# Passage for review:
Our model predicts the average daily new cases for each of the next 4 upcoming weeks. For point of comparison, the graph above also shows the same metric (which is known through testing data) for the past 4 weeks as well.
We utilize machine learning on a dataset of relevant predictors of COVID-19 outbreaks or potential for outbreaks at a U.S. county level, generating a regression model that predicts future daily case counts.
Socioeconomic Data: We utilize county-level socioeconomic metrics including the CCVI index from the Surgo Foundation, the proportions of elderly, black, hispanic, and male inhabitants, and population density from the US Census, as these factors are closely linked to COVID-19 outbreak risk.
Health Data: We utilize county-level data on various diseases' mortality rates and smoking prevalence statistics from IHME to understand the population susceptibility to COVID-19.
Rt Data: We use state-level data for reproduction rates of COVID-19 computed by standard epidemiological models by covid19-projections.com and rt.live to understand the level of statewide transmission.
Testing Data: We use state-level data on total tests conducted and positive tests received from covidtracking.com moving average, smoothed with a 7-day moving average to understand current diagnostic efforts.
Cases Data: We use county-level data on cases reported in each county every day from Johns Hopkins University. This data is smoothed with a 7-day moving average to understand epidemics at the local level.
Feature Engineering: Our raw dataset includes a wide range of statistics that are linked to COVID-19 for dates ranging from March 2020 to the present. We are actively tuning our models with dimensionality reduction and normalization techniques to improve performance and reduce overfitting.
Algorithms: We currently utilize Random Forests and Artificial Neural Networks on our datasets. These regression models output the projected average daily cases for each of the upcoming 4 weeks.
Mobility: A challenge we encountered is that mobility data is unavailable for some rural counties. To maximize the population that we serve, we use two models, one of which incorporates mobility data and the other of which does not.
Performance: Our latest models make good predictions on data they have not been trained with, with relatively low mean absolute error usually < 5 cases/100,000. To put this in perspective, for an individual county with this error for a prediction week and a population of 100,000, its average daily cases for that prediction week would only be off by 5 from our prediction.
trained with mobility data?
week ahead that is forecasted
a measure of goodness-of-fit
absolute cases per 100,000, nationwide
A machine learning model is only as reliable as the data used to train it. We have done our best to obtain the most reliable datasets available that are relevant to the current COVID-19 epidemic in the United States. However, we cannot help it if these include errors or skewing factors.

# Source data:
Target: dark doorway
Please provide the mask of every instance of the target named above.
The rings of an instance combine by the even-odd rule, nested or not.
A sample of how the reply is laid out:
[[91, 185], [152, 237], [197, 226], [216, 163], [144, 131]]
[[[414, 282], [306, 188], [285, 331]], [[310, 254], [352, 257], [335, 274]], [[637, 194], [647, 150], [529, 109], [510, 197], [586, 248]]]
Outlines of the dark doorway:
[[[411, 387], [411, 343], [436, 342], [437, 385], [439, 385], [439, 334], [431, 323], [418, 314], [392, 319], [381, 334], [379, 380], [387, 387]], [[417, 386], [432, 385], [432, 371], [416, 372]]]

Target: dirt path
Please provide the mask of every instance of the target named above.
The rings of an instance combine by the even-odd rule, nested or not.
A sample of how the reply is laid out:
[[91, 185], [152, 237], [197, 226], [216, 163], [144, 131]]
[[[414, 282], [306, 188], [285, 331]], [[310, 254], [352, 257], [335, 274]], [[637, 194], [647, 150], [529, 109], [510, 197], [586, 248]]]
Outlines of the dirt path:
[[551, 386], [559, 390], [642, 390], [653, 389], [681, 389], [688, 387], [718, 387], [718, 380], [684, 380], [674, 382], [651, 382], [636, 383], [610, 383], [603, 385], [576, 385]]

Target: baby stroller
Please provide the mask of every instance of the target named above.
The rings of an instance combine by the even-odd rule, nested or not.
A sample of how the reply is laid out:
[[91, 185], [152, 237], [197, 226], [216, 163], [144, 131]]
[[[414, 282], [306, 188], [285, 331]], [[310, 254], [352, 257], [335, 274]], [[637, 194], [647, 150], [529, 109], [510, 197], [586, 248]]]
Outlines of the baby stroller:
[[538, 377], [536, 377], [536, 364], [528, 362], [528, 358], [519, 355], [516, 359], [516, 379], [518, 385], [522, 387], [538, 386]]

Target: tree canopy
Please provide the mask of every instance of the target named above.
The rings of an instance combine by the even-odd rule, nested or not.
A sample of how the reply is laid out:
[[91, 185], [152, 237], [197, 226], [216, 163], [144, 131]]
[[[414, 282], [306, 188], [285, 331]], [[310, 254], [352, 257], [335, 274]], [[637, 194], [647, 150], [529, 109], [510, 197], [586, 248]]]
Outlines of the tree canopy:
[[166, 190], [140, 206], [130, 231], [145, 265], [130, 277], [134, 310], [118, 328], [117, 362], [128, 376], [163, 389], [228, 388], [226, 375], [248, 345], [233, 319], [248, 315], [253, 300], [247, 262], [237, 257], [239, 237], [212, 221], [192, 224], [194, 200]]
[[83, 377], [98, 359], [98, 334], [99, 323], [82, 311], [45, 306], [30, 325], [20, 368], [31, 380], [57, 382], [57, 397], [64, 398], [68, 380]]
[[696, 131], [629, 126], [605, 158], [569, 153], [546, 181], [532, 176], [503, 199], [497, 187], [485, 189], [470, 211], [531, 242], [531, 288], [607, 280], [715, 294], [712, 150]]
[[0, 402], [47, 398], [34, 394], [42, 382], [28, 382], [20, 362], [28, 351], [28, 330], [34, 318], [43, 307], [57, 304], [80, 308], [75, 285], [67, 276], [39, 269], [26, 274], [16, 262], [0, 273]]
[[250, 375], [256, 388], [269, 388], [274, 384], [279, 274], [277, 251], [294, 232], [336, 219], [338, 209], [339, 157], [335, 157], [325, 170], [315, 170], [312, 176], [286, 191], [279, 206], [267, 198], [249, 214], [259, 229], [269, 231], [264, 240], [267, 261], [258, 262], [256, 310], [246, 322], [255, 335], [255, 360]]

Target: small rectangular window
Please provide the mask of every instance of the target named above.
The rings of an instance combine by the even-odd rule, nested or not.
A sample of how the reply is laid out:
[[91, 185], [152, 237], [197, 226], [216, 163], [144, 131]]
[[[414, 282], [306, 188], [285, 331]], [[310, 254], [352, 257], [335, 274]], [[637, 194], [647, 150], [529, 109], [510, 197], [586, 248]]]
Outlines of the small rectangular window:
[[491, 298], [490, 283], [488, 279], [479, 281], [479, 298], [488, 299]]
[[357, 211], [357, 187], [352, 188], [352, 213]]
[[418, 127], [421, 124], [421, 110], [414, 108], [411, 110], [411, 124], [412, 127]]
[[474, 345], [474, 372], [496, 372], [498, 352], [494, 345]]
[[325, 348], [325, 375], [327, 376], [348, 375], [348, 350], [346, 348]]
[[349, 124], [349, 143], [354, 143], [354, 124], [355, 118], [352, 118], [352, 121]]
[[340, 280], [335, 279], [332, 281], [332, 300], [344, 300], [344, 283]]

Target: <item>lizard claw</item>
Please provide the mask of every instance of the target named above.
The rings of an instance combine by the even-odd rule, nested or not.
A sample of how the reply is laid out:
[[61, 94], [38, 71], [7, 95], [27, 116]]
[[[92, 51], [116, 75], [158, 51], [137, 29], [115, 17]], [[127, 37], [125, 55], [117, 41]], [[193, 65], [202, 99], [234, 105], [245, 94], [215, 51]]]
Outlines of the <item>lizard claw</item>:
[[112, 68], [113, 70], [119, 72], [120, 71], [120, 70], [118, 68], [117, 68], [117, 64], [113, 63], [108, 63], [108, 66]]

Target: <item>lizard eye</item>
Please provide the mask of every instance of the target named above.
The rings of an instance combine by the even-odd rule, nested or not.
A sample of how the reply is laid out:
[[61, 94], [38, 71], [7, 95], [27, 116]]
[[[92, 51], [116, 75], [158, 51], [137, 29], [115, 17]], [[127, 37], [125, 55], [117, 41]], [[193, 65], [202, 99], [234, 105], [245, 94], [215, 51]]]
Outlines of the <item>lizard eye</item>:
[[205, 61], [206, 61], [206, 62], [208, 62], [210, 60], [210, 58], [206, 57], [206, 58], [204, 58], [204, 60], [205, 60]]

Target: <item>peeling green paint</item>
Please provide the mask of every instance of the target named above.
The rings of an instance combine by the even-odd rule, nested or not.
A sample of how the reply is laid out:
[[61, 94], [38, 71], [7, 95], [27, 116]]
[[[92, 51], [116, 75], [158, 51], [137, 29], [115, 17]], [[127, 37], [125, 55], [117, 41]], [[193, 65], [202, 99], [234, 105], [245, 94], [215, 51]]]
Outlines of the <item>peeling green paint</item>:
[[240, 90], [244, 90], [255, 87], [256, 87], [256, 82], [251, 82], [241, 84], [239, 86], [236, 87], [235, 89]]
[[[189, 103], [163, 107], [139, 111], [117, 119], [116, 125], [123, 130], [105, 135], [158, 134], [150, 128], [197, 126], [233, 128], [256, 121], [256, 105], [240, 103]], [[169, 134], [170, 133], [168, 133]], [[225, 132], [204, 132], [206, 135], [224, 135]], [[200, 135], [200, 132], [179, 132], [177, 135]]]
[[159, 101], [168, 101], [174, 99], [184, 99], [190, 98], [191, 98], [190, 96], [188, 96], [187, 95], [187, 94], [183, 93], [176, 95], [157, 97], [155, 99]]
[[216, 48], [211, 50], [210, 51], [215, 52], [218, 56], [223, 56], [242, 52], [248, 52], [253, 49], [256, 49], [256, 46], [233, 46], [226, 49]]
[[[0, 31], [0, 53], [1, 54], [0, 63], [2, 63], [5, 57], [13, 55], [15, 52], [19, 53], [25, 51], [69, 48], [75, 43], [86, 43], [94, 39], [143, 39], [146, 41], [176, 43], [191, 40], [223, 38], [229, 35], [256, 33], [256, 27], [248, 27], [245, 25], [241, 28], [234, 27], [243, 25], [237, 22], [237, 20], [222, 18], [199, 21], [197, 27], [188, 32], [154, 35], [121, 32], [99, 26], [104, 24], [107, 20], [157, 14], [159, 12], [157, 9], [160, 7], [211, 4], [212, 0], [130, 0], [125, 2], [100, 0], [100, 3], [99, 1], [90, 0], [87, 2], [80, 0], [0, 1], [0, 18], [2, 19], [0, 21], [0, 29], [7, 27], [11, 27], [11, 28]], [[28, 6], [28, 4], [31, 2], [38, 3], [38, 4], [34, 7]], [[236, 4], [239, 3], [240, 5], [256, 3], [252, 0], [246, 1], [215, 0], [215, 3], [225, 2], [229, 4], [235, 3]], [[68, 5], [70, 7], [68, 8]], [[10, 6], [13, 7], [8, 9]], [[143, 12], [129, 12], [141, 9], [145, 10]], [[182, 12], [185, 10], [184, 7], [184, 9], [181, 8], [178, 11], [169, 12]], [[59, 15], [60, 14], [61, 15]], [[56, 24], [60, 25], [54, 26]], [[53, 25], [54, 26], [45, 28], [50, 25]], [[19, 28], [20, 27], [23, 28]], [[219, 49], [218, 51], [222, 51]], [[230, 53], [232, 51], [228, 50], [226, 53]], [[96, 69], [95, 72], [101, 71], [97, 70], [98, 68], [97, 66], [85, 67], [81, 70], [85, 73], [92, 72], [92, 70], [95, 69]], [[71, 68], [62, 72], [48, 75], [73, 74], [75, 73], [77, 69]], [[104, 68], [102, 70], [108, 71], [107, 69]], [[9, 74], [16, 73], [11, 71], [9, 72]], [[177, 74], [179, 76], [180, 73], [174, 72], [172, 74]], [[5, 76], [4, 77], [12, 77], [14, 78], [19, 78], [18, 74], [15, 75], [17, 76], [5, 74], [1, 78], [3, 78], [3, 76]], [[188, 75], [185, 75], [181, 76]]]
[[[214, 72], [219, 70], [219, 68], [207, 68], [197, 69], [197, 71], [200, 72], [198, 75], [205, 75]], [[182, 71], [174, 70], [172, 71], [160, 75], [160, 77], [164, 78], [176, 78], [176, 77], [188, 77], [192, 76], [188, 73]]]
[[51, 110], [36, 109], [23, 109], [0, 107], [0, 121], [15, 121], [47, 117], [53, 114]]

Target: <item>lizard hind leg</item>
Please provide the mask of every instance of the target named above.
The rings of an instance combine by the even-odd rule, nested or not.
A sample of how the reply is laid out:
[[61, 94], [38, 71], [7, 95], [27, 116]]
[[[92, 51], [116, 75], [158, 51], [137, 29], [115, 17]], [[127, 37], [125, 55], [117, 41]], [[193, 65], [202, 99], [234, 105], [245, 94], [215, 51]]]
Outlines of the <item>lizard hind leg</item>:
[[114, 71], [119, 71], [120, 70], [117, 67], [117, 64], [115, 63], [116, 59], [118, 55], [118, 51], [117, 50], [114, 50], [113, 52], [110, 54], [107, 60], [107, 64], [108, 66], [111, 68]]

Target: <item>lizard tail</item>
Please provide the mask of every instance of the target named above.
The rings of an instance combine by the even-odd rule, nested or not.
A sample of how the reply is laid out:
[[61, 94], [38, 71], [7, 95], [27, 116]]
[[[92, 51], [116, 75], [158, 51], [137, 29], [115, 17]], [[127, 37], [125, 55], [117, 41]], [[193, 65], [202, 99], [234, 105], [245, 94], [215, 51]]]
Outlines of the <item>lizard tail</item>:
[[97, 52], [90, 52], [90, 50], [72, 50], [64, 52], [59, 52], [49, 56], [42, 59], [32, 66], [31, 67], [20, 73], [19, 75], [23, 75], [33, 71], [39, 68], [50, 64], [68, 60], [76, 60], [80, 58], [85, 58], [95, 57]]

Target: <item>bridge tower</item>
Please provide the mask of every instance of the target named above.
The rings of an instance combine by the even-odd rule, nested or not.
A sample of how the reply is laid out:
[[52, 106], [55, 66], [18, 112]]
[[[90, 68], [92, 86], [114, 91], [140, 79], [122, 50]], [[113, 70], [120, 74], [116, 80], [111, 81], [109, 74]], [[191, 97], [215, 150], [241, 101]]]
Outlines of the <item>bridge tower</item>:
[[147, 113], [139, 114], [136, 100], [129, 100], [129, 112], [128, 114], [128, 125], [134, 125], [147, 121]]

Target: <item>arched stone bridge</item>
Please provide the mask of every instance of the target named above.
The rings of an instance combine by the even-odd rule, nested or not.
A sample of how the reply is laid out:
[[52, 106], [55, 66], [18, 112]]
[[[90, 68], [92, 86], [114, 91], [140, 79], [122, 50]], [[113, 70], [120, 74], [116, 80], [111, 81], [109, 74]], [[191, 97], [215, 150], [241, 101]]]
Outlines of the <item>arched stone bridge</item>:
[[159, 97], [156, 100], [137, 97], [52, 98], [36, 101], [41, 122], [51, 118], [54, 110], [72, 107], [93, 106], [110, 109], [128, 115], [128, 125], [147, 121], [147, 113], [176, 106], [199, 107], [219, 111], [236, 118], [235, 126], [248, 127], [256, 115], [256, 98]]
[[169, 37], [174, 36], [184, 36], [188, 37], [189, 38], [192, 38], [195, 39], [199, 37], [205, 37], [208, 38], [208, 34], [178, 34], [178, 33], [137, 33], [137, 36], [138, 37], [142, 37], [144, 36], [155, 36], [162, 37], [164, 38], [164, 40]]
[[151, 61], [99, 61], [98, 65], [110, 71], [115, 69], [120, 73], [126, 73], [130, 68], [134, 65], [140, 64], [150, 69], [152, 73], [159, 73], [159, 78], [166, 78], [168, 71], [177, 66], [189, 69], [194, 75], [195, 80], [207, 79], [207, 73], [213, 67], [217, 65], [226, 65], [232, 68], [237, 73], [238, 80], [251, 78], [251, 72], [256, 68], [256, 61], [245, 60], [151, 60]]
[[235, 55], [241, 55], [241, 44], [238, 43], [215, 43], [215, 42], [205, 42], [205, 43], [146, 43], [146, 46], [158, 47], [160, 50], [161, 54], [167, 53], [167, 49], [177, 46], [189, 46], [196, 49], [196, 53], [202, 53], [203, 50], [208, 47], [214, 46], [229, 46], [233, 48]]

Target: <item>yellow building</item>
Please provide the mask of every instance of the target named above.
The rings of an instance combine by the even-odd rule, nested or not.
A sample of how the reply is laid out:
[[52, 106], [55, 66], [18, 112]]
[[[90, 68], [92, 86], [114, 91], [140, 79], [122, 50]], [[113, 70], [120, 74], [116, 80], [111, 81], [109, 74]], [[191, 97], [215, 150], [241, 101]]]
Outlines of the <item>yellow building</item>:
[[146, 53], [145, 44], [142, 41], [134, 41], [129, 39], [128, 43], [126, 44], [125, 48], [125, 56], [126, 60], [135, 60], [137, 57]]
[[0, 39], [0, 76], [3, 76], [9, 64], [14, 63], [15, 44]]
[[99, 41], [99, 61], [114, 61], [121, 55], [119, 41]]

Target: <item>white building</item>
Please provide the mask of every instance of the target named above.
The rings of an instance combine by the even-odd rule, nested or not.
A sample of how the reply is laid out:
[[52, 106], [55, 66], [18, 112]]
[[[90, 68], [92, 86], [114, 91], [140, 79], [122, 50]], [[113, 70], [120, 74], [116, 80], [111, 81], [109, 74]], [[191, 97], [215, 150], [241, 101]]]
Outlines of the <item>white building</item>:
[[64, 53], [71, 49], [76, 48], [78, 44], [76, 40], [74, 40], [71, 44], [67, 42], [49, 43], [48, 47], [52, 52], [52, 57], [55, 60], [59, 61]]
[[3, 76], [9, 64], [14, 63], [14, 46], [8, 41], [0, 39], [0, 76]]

# Exercises to complete:
**1.** Edit the COVID-19 forecasting description from "Cases Data: We" through "upcoming 4 weeks.", changing "Random Forests" to "Gradient Boosted Trees".
**2.** According to the COVID-19 forecasting description, which source provides the county-level data on daily reported cases?

# Answers to the tasks:
**1.**
Cases Data: We use county-level data on cases reported in each county every day from Johns Hopkins University. This data is smoothed with a 7-day moving average to understand epidemics at the local level.
Feature Engineering: Our raw dataset includes a wide range of statistics that are linked to COVID-19 for dates ranging from March 2020 to the present. We are actively tuning our models with dimensionality reduction and normalization techniques to improve performance and reduce overfitting.
Algorithms: We currently utilize Gradient Boosted Trees and Artificial Neural Networks on our datasets. These regression models output the projected average daily cases for each of the upcoming 4 weeks.

**2.** Johns Hopkins University